Requirements:
Copy each line of the data below exactly, leaving out pictures.

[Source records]
__________
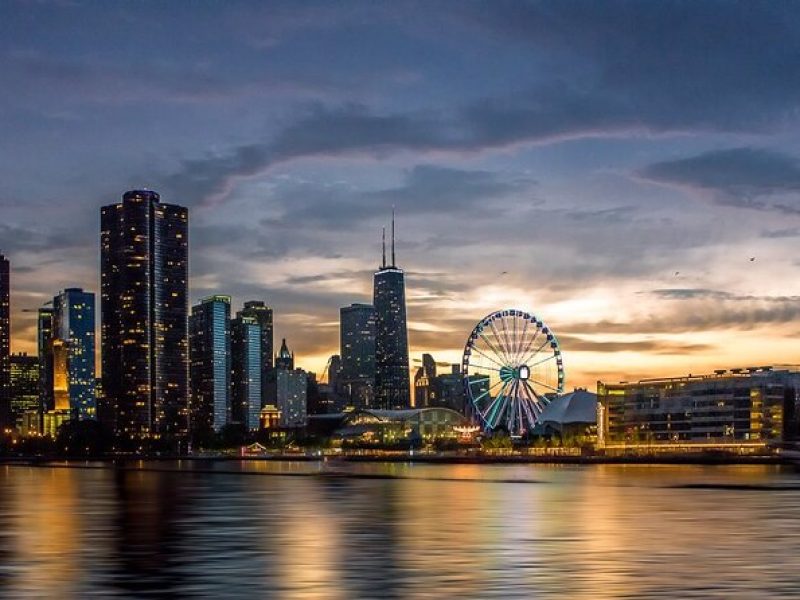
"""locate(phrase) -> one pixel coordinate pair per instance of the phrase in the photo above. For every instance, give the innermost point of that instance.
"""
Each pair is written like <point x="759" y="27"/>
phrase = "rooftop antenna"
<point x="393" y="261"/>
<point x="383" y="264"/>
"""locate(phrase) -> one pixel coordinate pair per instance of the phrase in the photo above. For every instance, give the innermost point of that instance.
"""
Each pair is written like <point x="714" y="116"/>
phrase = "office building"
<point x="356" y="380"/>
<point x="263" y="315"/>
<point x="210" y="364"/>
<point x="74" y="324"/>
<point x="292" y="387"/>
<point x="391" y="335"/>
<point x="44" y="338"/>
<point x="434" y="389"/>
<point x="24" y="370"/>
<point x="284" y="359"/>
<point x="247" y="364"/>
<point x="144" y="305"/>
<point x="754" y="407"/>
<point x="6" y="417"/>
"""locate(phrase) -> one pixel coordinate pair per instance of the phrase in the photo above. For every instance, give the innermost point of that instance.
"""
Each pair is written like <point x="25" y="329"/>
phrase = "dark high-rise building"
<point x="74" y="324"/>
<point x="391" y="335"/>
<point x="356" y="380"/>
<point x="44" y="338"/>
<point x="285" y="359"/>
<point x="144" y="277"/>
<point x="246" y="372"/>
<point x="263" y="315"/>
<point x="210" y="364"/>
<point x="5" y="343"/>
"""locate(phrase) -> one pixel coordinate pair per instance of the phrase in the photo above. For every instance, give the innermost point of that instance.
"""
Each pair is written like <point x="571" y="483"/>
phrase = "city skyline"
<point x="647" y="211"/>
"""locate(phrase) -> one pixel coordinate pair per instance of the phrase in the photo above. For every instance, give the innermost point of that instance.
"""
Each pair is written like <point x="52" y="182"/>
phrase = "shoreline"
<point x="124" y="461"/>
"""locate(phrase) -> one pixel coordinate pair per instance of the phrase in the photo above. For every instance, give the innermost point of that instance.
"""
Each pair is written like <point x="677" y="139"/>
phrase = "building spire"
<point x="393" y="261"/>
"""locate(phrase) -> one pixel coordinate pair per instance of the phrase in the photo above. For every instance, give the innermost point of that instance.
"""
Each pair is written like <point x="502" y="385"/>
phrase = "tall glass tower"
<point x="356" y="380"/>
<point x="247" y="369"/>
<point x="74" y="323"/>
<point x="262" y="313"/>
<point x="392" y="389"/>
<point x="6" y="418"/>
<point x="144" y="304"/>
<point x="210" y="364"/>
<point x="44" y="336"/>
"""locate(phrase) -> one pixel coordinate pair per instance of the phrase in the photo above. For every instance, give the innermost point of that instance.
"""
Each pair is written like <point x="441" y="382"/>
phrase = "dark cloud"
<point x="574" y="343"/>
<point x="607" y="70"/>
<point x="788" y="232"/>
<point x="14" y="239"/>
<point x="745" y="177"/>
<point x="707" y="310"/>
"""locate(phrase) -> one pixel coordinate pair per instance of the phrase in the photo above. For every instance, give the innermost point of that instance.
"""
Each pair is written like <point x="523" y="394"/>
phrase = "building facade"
__________
Correct response:
"""locate(phrase) -> one pixel coordinate pair per instance of the phrase in the photo above. For every instance, give the innermost point of that instance.
"""
Each pair is written like <point x="759" y="27"/>
phrase = "rooftop antenna"
<point x="393" y="261"/>
<point x="383" y="264"/>
"""locate(phrase) -> one pixel coordinate pair per instance of the phrase in the photo above. For every instance, give the innermost point of that instance.
"""
Each pair is written like <point x="714" y="116"/>
phrase = "office building"
<point x="356" y="380"/>
<point x="263" y="315"/>
<point x="210" y="364"/>
<point x="74" y="324"/>
<point x="292" y="387"/>
<point x="391" y="335"/>
<point x="44" y="338"/>
<point x="434" y="389"/>
<point x="24" y="370"/>
<point x="284" y="359"/>
<point x="247" y="364"/>
<point x="144" y="305"/>
<point x="754" y="407"/>
<point x="6" y="417"/>
"""locate(phrase) -> one pixel coordinate pair per instance of the phrase in the photo above. For every instance, give the innermost point of that instance.
"""
Each pair is written like <point x="25" y="329"/>
phrase = "dark high-rise building"
<point x="74" y="324"/>
<point x="391" y="335"/>
<point x="356" y="380"/>
<point x="44" y="338"/>
<point x="285" y="359"/>
<point x="144" y="277"/>
<point x="246" y="372"/>
<point x="263" y="315"/>
<point x="210" y="364"/>
<point x="5" y="343"/>
"""locate(phrase) -> one pixel coordinate pair per instance of the phrase in the photo above. For every instance, give the innermost point of that instance.
"""
Each pair is written like <point x="571" y="483"/>
phrase = "city skyline"
<point x="647" y="211"/>
"""locate(phrase) -> one pixel coordinate pair per instance of the phrase in the photo above. For every instance, give the innermost point of that instance.
"""
Each pair is written like <point x="52" y="182"/>
phrase = "shoreline"
<point x="124" y="461"/>
"""locate(phrase) -> one pixel coordinate pair per instance of the phrase in the photo above. For every instance, give the innermost point of that instance.
"""
Each pair is written like <point x="677" y="139"/>
phrase = "building spire"
<point x="393" y="261"/>
"""locate(phrase) -> one pixel coordinate pair per instance of the phrase in the photo above. For every instance, give the innermost point of that instance.
"""
Each pair is written like <point x="502" y="385"/>
phrase = "tall glass tower"
<point x="356" y="380"/>
<point x="247" y="369"/>
<point x="74" y="323"/>
<point x="262" y="313"/>
<point x="392" y="389"/>
<point x="6" y="418"/>
<point x="144" y="304"/>
<point x="210" y="364"/>
<point x="44" y="336"/>
"""locate(phrase) -> one pixel coordinate pair per instance of the phrase in the photo above. For every instance, give the innermost point of that instance.
"""
Each pair is written like <point x="441" y="382"/>
phrase = "dark cloud"
<point x="574" y="343"/>
<point x="607" y="70"/>
<point x="788" y="232"/>
<point x="14" y="239"/>
<point x="745" y="177"/>
<point x="707" y="310"/>
"""locate(phrase) -> one pixel coordinate pair per instance of the phrase in the photo above. For every instance, give the innermost point of that instance.
"""
Each pair is written like <point x="523" y="394"/>
phrase = "building facade"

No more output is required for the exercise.